TO DO: Your reply should be the records below, duplicated exactly, with any picture removed.

Stored data:
========================
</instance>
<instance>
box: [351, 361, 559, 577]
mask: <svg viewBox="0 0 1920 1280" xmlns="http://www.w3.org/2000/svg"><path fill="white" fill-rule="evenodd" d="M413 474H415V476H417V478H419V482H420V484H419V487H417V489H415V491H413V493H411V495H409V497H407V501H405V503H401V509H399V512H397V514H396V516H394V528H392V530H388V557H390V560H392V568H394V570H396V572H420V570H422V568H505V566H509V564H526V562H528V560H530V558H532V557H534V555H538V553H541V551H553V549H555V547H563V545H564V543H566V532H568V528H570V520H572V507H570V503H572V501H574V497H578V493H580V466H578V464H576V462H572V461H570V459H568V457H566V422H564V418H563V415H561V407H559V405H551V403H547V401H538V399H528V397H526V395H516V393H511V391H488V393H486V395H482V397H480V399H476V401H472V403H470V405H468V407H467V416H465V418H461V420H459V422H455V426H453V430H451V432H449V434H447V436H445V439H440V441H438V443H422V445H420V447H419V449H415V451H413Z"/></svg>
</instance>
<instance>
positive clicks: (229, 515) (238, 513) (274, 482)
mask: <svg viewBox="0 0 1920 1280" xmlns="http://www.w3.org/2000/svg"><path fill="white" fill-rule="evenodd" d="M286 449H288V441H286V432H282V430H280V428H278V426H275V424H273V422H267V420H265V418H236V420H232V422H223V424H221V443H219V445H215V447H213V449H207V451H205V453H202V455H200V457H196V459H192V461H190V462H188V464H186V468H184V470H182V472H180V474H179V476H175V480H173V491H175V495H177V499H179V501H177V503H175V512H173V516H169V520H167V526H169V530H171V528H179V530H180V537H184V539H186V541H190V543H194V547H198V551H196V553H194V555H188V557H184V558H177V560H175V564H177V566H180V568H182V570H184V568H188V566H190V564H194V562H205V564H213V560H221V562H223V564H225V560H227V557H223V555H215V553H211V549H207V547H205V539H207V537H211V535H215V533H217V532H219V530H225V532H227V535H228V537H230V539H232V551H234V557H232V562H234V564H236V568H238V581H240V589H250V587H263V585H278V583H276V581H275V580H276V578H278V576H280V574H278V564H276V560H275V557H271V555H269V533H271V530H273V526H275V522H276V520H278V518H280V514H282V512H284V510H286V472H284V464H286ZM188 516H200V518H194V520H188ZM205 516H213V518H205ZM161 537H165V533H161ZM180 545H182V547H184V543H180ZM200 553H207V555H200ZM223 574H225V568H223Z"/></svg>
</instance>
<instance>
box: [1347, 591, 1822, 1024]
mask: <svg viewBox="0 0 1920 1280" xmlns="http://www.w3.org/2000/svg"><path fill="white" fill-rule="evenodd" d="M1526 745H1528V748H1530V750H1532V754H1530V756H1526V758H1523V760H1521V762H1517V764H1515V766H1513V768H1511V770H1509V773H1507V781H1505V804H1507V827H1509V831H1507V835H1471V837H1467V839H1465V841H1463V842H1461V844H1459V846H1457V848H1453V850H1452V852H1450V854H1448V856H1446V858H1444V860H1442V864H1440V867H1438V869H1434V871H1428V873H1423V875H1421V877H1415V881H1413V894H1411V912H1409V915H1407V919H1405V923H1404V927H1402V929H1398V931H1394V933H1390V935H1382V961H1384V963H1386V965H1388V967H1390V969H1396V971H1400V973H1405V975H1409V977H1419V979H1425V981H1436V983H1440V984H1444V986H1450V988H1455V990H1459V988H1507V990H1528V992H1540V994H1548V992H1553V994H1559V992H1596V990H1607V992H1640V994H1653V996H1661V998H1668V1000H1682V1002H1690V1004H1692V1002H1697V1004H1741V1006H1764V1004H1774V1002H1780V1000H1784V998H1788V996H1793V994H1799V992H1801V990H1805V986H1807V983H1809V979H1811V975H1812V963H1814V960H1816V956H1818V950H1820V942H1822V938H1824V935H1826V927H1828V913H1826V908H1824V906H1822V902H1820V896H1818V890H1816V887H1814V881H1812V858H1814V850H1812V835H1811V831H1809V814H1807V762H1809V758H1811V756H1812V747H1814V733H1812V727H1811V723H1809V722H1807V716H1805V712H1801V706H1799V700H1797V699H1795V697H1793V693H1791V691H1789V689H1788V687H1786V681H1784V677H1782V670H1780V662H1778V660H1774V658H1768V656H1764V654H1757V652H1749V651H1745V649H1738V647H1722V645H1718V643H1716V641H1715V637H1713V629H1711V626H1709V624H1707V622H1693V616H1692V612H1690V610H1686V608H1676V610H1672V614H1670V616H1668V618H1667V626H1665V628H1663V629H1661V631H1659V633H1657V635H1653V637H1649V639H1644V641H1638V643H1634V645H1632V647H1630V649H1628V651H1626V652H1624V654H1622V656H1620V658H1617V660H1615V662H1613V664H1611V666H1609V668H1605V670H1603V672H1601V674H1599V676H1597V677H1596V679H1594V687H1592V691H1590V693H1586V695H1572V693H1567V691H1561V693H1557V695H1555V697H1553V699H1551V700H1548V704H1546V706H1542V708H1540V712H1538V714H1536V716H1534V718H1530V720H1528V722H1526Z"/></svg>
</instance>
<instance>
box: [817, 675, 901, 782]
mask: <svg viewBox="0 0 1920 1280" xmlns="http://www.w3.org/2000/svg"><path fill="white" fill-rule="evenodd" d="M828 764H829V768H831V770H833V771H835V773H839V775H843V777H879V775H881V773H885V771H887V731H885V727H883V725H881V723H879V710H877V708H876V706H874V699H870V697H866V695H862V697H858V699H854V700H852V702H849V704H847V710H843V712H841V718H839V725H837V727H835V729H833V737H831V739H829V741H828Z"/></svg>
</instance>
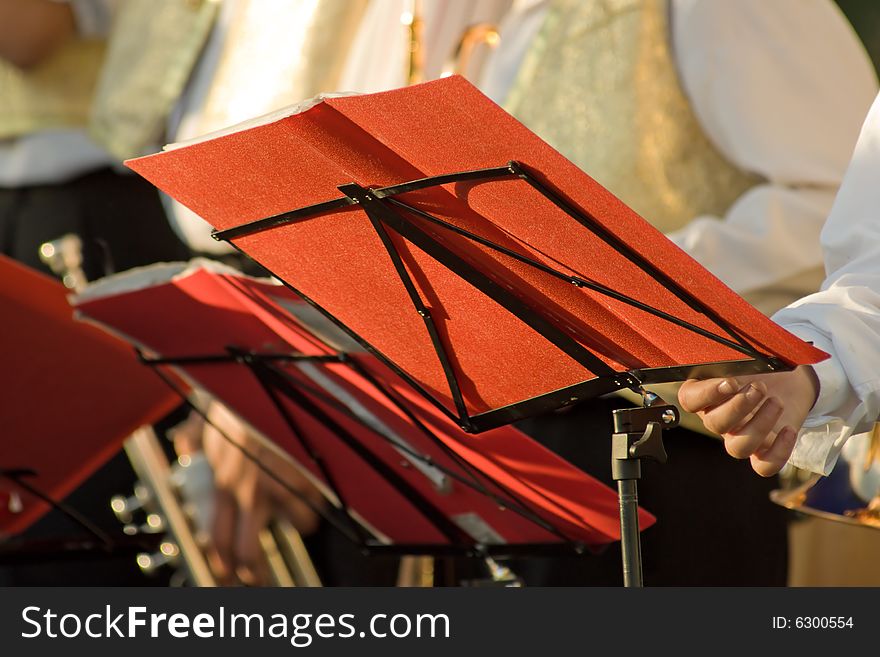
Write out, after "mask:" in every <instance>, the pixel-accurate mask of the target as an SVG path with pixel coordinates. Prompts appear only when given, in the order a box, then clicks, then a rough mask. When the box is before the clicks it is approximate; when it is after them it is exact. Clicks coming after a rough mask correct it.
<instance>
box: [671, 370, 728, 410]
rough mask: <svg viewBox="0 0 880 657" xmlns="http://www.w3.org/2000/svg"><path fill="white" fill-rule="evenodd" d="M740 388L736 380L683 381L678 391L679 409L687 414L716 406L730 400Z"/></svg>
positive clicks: (691, 379)
mask: <svg viewBox="0 0 880 657" xmlns="http://www.w3.org/2000/svg"><path fill="white" fill-rule="evenodd" d="M741 388H742V386H741V385H740V384H739V383H737V380H736V379H732V378H728V379H706V380H705V381H697V380H694V379H691V380H690V381H685V382H684V383H683V384H682V386H681V388H680V389H679V391H678V401H679V403H680V404H681V407H682V408H683V409H684V410H686V411H688V412H689V413H697V412H699V411H702V410H705V409H708V408H712V407H714V406H718V405H719V404H721V403H723V402H725V401H727V400H728V399H730V398H731V397H732V396H733V395H734V393H736V392H737V390H740V389H741Z"/></svg>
========================
RESPONSE BOX:
</instance>
<instance>
box: [351, 361, 559, 577]
mask: <svg viewBox="0 0 1920 1280" xmlns="http://www.w3.org/2000/svg"><path fill="white" fill-rule="evenodd" d="M413 474H415V476H417V478H419V482H420V484H419V487H417V489H415V491H413V493H411V495H409V497H407V501H405V503H401V509H399V512H397V514H396V516H394V528H392V530H388V557H390V560H392V568H394V570H396V572H420V570H422V568H505V566H509V564H526V562H528V560H530V558H532V557H534V555H538V553H541V551H553V549H555V547H563V545H564V543H566V532H568V528H570V520H572V507H570V503H572V501H574V497H578V493H580V466H578V464H576V462H572V461H570V459H568V457H566V422H564V418H563V415H561V407H559V405H551V403H547V401H538V399H528V397H526V395H516V393H511V391H488V393H486V395H482V397H480V399H476V401H472V403H470V405H468V407H467V416H465V418H461V420H459V422H455V426H453V430H451V432H449V434H447V436H445V439H440V441H438V443H422V445H420V447H419V449H415V451H413Z"/></svg>
</instance>
<instance>
positive clicks: (229, 515) (238, 513) (274, 482)
mask: <svg viewBox="0 0 1920 1280" xmlns="http://www.w3.org/2000/svg"><path fill="white" fill-rule="evenodd" d="M286 449H288V441H286V432H282V430H280V428H278V426H275V424H273V422H267V420H265V418H236V420H232V422H223V424H221V443H219V445H215V447H213V449H207V451H205V453H202V455H200V457H196V459H192V461H190V462H188V464H186V468H184V470H182V472H180V474H179V476H175V480H173V491H175V495H177V499H179V501H177V503H175V512H173V516H169V520H167V526H169V530H171V528H179V530H180V537H184V539H186V541H190V543H194V547H198V551H196V553H194V555H188V557H184V558H177V560H175V564H177V566H180V568H182V570H184V568H188V566H190V564H194V562H205V564H213V560H221V562H223V564H225V560H227V557H223V555H215V553H211V549H207V547H205V539H207V537H211V535H215V533H217V532H219V530H225V532H227V535H228V537H230V539H232V551H234V557H232V562H234V564H236V568H238V581H240V589H250V587H263V585H278V583H276V581H275V580H276V578H278V576H280V574H278V564H276V560H275V557H271V555H269V533H271V530H273V526H275V522H276V520H278V518H280V514H282V512H284V510H286V472H284V464H286ZM188 516H200V518H194V520H188ZM205 516H213V518H205ZM161 537H165V533H161ZM180 545H182V547H184V543H180ZM200 553H207V555H200ZM223 574H225V568H223Z"/></svg>
</instance>
<instance>
box: [1347, 591, 1822, 1024]
mask: <svg viewBox="0 0 1920 1280" xmlns="http://www.w3.org/2000/svg"><path fill="white" fill-rule="evenodd" d="M1526 745H1528V748H1530V750H1532V754H1530V756H1526V758H1523V760H1521V762H1517V764H1515V766H1513V768H1511V770H1509V773H1507V781H1505V804H1507V827H1509V831H1507V835H1471V837H1467V839H1465V841H1463V842H1461V844H1459V846H1457V848H1453V850H1452V852H1450V854H1448V856H1446V858H1444V860H1442V864H1440V867H1438V869H1434V871H1428V873H1423V875H1421V877H1415V881H1413V894H1411V912H1409V915H1407V919H1405V923H1404V927H1402V929H1398V931H1394V933H1390V935H1382V961H1384V963H1386V965H1388V967H1390V969H1396V971H1400V973H1405V975H1409V977H1419V979H1425V981H1436V983H1440V984H1444V986H1450V988H1455V990H1459V988H1507V990H1528V992H1540V994H1548V992H1553V994H1559V992H1596V990H1607V992H1640V994H1653V996H1661V998H1668V1000H1682V1002H1690V1004H1692V1002H1697V1004H1741V1006H1764V1004H1774V1002H1780V1000H1784V998H1788V996H1793V994H1799V992H1801V990H1805V986H1807V983H1809V979H1811V975H1812V963H1814V960H1816V956H1818V950H1820V942H1822V938H1824V935H1826V927H1828V913H1826V908H1824V906H1822V902H1820V896H1818V890H1816V887H1814V881H1812V858H1814V850H1812V835H1811V831H1809V814H1807V762H1809V758H1811V756H1812V747H1814V733H1812V727H1811V723H1809V722H1807V716H1805V712H1801V706H1799V700H1797V699H1795V697H1793V693H1791V691H1789V689H1788V687H1786V681H1784V677H1782V670H1780V662H1778V660H1774V658H1768V656H1764V654H1757V652H1749V651H1745V649H1738V647H1722V645H1718V643H1716V641H1715V637H1713V629H1711V626H1709V624H1707V622H1693V616H1692V612H1690V610H1686V608H1676V610H1672V614H1670V616H1668V618H1667V626H1665V628H1663V629H1661V631H1659V633H1657V635H1653V637H1649V639H1644V641H1638V643H1634V645H1632V647H1630V649H1628V651H1626V652H1624V654H1622V656H1620V658H1617V660H1615V662H1613V664H1611V666H1609V668H1605V670H1603V672H1601V674H1599V676H1597V677H1596V679H1594V687H1592V691H1590V693H1586V695H1572V693H1567V691H1561V693H1557V695H1555V697H1553V699H1551V700H1548V704H1546V706H1542V708H1540V712H1538V714H1536V716H1534V718H1530V720H1528V722H1526Z"/></svg>
</instance>
<instance>
box: [817, 675, 901, 782]
mask: <svg viewBox="0 0 1920 1280" xmlns="http://www.w3.org/2000/svg"><path fill="white" fill-rule="evenodd" d="M828 764H829V768H831V770H833V771H835V773H839V775H843V777H879V775H881V773H885V771H887V731H885V727H883V725H881V723H879V710H877V708H876V706H874V699H870V697H866V695H862V697H858V699H854V700H852V702H849V704H847V710H843V712H841V718H839V725H837V727H835V729H833V737H831V739H829V741H828Z"/></svg>
</instance>
Write out, after "mask:" in every <instance>, the pixel-accurate mask of the target as an SVG path with pixel coordinates. Prompts appear only when given, in the order a box, then clicks, then a rough mask. When the box is before the clicks it is approximate; when it is after them it is exact. Clicks coming after a rough mask correct it.
<instance>
box: [671, 370, 728, 410]
rough mask: <svg viewBox="0 0 880 657" xmlns="http://www.w3.org/2000/svg"><path fill="white" fill-rule="evenodd" d="M740 388L736 380L683 381L678 391L679 409L687 414L716 406L730 400Z"/></svg>
positive clicks: (691, 379)
mask: <svg viewBox="0 0 880 657" xmlns="http://www.w3.org/2000/svg"><path fill="white" fill-rule="evenodd" d="M741 388H742V386H741V385H740V384H739V383H737V380H736V379H732V378H728V379H706V380H705V381H697V380H694V379H691V380H690V381H685V382H684V383H683V384H682V386H681V388H680V389H679V391H678V401H679V403H680V404H681V407H682V408H683V409H684V410H686V411H688V412H689V413H697V412H699V411H702V410H705V409H708V408H712V407H714V406H718V405H719V404H721V403H723V402H725V401H727V400H728V399H730V398H731V397H732V396H733V395H734V393H736V392H737V390H740V389H741Z"/></svg>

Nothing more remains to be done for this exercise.